→ **THE DATA**

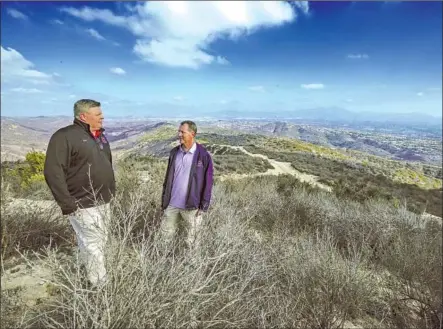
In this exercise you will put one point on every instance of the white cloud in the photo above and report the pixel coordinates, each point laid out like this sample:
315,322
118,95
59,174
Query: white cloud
358,56
313,86
259,89
27,90
16,14
179,33
16,67
93,33
118,71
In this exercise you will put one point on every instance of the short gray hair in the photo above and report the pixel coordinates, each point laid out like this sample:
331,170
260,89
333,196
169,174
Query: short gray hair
83,105
191,124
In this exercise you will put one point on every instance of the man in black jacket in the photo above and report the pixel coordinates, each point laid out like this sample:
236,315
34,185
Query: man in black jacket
79,173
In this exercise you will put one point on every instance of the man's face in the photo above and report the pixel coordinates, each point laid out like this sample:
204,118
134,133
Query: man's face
185,136
94,117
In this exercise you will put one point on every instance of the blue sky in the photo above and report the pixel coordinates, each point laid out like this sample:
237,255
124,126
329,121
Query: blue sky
199,58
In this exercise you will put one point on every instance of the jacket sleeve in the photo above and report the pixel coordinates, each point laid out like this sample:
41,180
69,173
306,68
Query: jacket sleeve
56,165
207,188
165,181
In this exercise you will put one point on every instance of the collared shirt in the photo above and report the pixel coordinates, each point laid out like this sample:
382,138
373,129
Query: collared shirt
183,163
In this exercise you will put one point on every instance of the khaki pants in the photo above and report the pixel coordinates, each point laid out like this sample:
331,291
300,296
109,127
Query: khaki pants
90,227
173,218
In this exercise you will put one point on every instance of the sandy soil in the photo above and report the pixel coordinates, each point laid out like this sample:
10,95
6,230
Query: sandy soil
279,168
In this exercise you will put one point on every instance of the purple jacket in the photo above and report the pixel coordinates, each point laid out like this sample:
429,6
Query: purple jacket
200,180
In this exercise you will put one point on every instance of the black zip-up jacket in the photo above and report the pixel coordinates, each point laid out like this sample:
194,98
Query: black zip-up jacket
78,165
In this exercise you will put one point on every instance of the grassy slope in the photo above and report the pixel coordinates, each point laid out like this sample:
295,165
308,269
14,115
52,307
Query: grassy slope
353,174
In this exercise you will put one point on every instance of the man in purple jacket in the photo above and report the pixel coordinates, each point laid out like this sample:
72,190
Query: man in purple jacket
187,186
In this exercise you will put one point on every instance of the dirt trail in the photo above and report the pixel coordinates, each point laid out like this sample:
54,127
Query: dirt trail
279,168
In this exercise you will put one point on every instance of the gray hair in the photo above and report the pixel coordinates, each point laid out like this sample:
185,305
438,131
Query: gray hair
83,105
191,124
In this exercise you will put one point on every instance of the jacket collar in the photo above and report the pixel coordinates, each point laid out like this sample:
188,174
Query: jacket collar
86,126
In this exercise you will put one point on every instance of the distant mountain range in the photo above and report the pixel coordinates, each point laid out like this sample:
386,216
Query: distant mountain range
336,115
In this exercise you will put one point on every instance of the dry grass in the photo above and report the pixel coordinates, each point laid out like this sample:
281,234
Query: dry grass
274,253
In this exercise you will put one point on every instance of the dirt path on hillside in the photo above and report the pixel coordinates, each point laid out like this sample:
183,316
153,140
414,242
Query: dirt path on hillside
279,168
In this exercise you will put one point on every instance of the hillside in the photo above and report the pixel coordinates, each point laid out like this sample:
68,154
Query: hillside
406,143
274,252
350,174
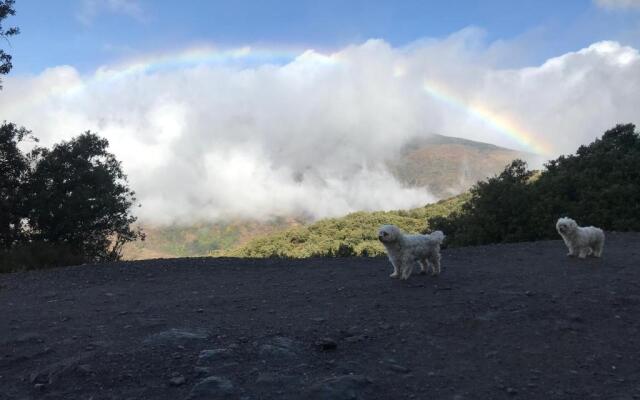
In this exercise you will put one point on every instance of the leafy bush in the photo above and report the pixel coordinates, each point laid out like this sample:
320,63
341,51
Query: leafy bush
352,235
599,185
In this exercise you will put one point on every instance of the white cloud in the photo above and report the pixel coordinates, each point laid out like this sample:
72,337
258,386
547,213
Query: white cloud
90,9
618,4
311,136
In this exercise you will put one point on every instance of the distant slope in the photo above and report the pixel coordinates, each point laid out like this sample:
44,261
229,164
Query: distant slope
200,239
445,165
448,165
354,234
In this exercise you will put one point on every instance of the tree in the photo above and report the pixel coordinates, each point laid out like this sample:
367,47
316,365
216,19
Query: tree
599,185
498,210
6,10
78,196
14,168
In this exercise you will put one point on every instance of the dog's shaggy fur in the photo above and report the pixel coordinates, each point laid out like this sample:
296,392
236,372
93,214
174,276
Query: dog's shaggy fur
405,251
581,241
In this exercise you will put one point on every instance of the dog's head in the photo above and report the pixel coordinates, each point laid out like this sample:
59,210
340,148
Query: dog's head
566,225
389,233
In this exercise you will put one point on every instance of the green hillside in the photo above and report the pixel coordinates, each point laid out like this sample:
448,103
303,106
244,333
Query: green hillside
200,239
354,234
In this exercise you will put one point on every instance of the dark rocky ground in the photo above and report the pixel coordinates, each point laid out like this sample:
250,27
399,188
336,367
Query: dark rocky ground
509,321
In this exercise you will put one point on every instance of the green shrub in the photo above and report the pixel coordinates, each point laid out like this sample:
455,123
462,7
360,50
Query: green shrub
599,185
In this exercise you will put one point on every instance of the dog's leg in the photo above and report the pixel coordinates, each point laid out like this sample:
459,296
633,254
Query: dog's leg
423,266
435,264
407,268
599,247
583,252
395,273
572,250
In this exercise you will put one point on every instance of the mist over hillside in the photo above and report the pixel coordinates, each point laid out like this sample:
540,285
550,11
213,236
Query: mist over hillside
442,165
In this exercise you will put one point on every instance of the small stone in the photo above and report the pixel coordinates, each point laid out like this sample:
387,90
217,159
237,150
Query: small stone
214,355
326,344
177,380
345,387
353,339
212,387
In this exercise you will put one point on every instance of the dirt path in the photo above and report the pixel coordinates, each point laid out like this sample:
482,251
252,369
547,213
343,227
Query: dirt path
509,321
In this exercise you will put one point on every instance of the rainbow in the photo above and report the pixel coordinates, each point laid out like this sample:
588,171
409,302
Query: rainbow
247,57
499,123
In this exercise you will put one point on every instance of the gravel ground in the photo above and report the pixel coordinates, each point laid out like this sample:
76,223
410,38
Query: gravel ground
508,321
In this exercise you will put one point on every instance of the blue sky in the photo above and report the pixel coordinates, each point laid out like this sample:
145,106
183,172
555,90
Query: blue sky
218,109
90,33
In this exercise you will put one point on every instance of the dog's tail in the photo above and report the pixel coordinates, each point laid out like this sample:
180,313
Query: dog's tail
438,236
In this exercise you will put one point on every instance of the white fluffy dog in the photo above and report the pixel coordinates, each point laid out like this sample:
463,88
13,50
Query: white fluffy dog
581,241
405,251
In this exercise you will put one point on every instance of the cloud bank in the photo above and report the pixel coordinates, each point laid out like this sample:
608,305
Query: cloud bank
205,134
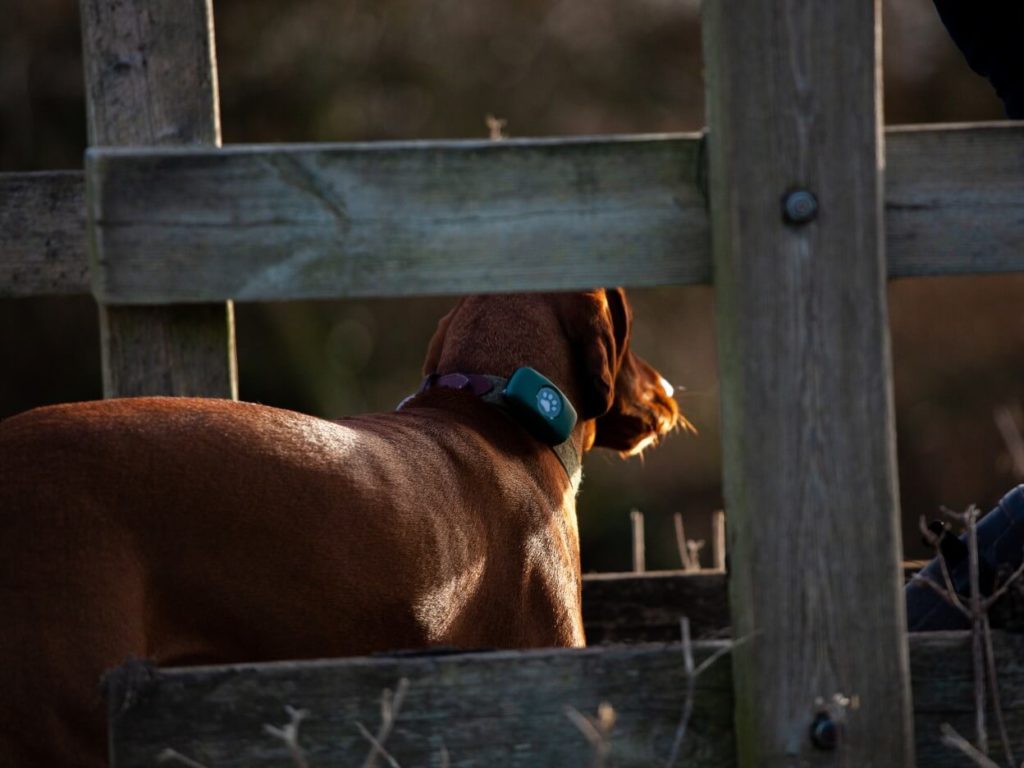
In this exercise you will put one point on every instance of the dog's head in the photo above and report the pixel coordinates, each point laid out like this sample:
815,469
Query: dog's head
582,342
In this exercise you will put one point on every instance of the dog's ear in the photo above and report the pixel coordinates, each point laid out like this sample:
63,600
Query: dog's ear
641,408
436,344
600,332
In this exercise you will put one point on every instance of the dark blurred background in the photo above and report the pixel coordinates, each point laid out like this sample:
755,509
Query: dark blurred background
355,70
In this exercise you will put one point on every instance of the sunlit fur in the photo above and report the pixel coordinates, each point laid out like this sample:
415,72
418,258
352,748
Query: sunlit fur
203,531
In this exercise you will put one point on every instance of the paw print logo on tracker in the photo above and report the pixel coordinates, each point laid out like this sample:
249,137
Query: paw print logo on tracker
549,402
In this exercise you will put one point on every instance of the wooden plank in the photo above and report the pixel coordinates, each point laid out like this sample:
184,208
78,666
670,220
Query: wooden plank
42,235
807,417
397,219
954,200
151,79
504,708
630,608
954,205
500,709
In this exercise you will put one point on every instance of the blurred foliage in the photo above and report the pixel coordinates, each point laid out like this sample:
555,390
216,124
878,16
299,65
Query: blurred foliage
363,70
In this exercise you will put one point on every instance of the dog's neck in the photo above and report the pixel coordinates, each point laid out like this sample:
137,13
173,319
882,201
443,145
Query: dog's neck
492,389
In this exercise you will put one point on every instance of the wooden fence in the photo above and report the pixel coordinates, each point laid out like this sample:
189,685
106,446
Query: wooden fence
795,205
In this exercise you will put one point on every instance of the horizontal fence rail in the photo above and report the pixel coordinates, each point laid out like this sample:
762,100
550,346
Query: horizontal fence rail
294,222
42,233
505,708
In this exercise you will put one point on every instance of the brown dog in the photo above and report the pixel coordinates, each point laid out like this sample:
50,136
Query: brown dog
202,531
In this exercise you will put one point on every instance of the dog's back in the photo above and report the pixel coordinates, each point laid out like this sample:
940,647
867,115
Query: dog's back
194,530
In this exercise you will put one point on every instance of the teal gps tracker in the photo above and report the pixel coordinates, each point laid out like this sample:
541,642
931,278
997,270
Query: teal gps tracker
546,412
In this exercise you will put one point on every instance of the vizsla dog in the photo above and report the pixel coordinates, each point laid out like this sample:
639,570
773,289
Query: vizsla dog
200,530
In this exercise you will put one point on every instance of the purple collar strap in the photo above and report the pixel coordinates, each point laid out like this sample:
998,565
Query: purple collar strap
491,389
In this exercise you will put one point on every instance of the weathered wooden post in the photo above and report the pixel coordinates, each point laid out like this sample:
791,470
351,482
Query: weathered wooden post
795,150
151,80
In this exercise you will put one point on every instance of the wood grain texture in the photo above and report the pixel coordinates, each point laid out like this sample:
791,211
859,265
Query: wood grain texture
954,205
628,608
807,417
500,709
42,235
389,219
151,80
954,200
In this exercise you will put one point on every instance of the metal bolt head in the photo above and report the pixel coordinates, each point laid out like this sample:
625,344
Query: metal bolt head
800,207
824,732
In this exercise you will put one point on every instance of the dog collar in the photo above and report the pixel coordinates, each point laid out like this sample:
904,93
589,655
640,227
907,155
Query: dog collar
529,398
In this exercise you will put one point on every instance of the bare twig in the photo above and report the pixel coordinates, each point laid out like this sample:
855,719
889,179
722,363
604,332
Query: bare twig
981,640
941,591
951,738
692,673
289,733
977,619
1004,587
718,540
947,580
639,549
170,755
390,706
993,685
684,553
496,127
376,747
597,730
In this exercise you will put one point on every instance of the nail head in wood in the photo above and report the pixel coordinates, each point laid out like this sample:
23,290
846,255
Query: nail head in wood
800,207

→ **TASK REQUIREMENTS**
From where "the dog collar" appears to the last line of the listing above, please write out every line exactly; leave out the rest.

→ **WRITTEN RESPONSE**
In this exercise you will put one point on every instance of the dog collar in the photo above and report the pixel coordinates, each point laid out like this sample:
904,93
589,655
640,227
907,155
Query: dog collar
529,398
In this exercise you will put one point on every instance of the bare twig in the photo above and report the pixel coordinates, each point laid out like this sample:
855,719
889,179
722,363
604,332
Query: bare twig
981,640
941,591
951,738
692,673
289,733
977,619
1004,587
718,540
947,580
639,549
170,755
390,706
993,685
684,553
496,127
376,747
597,730
In this exercise you will put one point on every instance of the nail head in wood in the photo above and report the pixel coordinates, each point laid out like this sample:
23,290
846,255
Query: nail head in wood
800,207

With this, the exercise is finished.